- WORK ITEM -
What appears from the line containing "bar stool, fourth" to the end of the listing below should be copied exactly, with no other lines.

· · · · · · ·

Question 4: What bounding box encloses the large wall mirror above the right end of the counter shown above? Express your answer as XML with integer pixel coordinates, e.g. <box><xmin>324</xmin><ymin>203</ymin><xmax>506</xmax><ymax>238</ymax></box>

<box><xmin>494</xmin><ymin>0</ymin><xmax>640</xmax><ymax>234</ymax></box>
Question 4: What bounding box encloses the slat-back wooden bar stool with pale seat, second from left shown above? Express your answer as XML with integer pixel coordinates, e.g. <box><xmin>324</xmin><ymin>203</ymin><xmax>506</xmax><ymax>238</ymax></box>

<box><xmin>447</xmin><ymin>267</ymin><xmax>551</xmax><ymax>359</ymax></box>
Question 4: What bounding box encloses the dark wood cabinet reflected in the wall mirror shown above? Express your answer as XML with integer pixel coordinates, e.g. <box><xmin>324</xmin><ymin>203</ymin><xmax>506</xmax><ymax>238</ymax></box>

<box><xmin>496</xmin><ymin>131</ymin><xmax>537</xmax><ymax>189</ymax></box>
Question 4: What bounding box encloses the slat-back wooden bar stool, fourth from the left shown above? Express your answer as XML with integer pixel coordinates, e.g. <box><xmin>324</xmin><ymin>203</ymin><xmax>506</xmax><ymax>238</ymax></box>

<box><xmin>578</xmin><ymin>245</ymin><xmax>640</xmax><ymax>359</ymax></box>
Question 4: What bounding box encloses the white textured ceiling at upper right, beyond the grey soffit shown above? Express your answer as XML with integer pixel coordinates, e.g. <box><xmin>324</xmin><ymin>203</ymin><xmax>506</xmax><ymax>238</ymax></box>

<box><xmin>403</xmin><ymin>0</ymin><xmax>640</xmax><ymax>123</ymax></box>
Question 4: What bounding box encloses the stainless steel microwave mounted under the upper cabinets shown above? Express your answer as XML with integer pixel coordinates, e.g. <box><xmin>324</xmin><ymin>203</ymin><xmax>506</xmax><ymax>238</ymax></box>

· · · · · · ·

- ANSWER TO THIS PROBLEM -
Question 4: What bounding box encloses the slat-back wooden bar stool, fourth from the left shown above? Express your answer as XML with integer pixel coordinates, e.g. <box><xmin>324</xmin><ymin>203</ymin><xmax>506</xmax><ymax>238</ymax></box>

<box><xmin>578</xmin><ymin>245</ymin><xmax>640</xmax><ymax>359</ymax></box>
Question 4: What bounding box encloses the white textured ceiling at upper right, beyond the grey soffit shown above? Express your answer as XML with integer pixel coordinates, e.g. <box><xmin>324</xmin><ymin>203</ymin><xmax>506</xmax><ymax>238</ymax></box>

<box><xmin>403</xmin><ymin>0</ymin><xmax>640</xmax><ymax>123</ymax></box>
Question 4: What bounding box encloses the stainless steel microwave mounted under the upper cabinets shown above? Express your answer as XML with integer pixel coordinates, e.g. <box><xmin>324</xmin><ymin>203</ymin><xmax>506</xmax><ymax>238</ymax></box>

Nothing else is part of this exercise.